Stored entries:

● ● ● ●

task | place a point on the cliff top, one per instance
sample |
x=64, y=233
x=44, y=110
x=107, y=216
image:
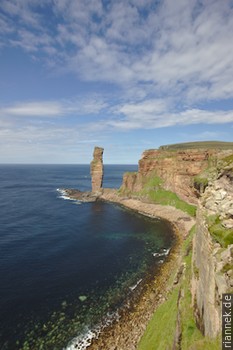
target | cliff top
x=198, y=145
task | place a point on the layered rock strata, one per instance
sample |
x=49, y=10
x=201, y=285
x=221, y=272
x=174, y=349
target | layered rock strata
x=97, y=170
x=212, y=263
x=177, y=169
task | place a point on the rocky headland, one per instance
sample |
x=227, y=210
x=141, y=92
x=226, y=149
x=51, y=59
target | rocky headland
x=193, y=189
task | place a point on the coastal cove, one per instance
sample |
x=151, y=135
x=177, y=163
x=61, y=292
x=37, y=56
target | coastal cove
x=126, y=332
x=41, y=265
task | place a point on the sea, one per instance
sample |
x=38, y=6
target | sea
x=66, y=267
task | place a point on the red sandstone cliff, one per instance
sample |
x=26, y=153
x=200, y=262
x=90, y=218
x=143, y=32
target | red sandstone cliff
x=97, y=170
x=176, y=168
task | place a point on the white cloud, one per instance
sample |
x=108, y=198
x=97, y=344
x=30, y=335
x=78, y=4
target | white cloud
x=142, y=117
x=75, y=106
x=181, y=48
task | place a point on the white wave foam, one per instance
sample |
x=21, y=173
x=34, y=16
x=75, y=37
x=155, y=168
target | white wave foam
x=84, y=340
x=63, y=195
x=135, y=286
x=165, y=252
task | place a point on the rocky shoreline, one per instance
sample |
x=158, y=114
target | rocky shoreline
x=126, y=332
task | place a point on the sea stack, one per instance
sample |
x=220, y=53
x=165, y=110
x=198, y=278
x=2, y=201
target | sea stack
x=97, y=170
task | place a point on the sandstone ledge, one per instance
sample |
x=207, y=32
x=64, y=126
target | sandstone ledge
x=177, y=217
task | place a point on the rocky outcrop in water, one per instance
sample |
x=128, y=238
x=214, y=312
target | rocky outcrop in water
x=97, y=170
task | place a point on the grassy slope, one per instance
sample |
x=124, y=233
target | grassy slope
x=196, y=145
x=154, y=191
x=160, y=331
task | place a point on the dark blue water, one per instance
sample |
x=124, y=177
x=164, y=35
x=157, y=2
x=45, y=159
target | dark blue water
x=64, y=265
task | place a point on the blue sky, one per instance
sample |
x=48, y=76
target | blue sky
x=127, y=75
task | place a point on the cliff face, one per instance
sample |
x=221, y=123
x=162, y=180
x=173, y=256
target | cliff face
x=97, y=170
x=176, y=168
x=213, y=261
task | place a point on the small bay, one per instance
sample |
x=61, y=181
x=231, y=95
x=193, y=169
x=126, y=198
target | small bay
x=66, y=266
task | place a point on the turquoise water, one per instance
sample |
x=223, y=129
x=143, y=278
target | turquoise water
x=65, y=267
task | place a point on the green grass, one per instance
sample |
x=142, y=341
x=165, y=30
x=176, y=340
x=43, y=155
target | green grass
x=197, y=145
x=160, y=331
x=221, y=234
x=158, y=335
x=165, y=197
x=154, y=191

● ● ● ●

● Objective
Copy word for word every line from the one containing "task | place a point on the green" through the final line of the items.

● Solution
task | place a point on the green grass, one per instance
sample |
x=142, y=341
x=165, y=30
x=176, y=340
x=43, y=155
target | green grass
x=197, y=145
x=160, y=331
x=221, y=234
x=158, y=335
x=165, y=197
x=154, y=191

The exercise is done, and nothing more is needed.